(Data records)
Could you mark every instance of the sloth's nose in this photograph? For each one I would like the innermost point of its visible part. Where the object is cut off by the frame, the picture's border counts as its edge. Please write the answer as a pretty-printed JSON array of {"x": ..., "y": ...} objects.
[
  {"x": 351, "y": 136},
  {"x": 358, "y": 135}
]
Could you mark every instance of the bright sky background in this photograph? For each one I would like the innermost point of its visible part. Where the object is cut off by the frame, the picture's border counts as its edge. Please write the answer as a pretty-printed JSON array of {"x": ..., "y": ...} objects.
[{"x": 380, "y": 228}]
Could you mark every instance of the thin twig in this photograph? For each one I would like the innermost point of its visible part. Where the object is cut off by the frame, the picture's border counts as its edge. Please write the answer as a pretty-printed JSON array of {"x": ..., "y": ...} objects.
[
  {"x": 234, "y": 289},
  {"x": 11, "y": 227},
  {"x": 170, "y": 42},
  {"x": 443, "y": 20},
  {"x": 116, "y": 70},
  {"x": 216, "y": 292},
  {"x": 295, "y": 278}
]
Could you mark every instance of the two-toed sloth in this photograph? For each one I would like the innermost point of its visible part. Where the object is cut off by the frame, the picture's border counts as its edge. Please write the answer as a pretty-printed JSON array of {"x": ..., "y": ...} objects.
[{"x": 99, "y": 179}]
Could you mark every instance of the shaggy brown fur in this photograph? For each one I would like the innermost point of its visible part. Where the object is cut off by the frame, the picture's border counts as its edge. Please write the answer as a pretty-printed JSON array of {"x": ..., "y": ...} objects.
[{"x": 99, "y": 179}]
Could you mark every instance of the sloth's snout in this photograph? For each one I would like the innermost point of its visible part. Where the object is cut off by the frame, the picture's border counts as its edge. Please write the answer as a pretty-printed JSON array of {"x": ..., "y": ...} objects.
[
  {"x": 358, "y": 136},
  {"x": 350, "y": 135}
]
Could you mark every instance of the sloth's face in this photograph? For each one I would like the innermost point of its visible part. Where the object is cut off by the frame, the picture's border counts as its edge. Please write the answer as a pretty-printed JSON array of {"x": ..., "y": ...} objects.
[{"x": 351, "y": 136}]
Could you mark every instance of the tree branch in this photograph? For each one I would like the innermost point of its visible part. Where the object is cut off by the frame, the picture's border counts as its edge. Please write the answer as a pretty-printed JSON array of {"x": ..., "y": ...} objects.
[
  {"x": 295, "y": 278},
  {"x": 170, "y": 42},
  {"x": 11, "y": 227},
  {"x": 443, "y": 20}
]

— Exercise directions —
All lines from the one containing "Could you mark every instance of the tree" to the end of the records, both ends included, should be printed exactly and on their own.

— Result of this exercise —
Could you mark every instance of the tree branch in this photograph? For each one I would like the innermost point of its visible part. Where the object is cut off by the frame, the picture's border counts as its edge. Please write the answer as a pretty-printed JSON array of {"x": ..., "y": ...} objects.
[
  {"x": 295, "y": 278},
  {"x": 170, "y": 42},
  {"x": 11, "y": 227},
  {"x": 443, "y": 20}
]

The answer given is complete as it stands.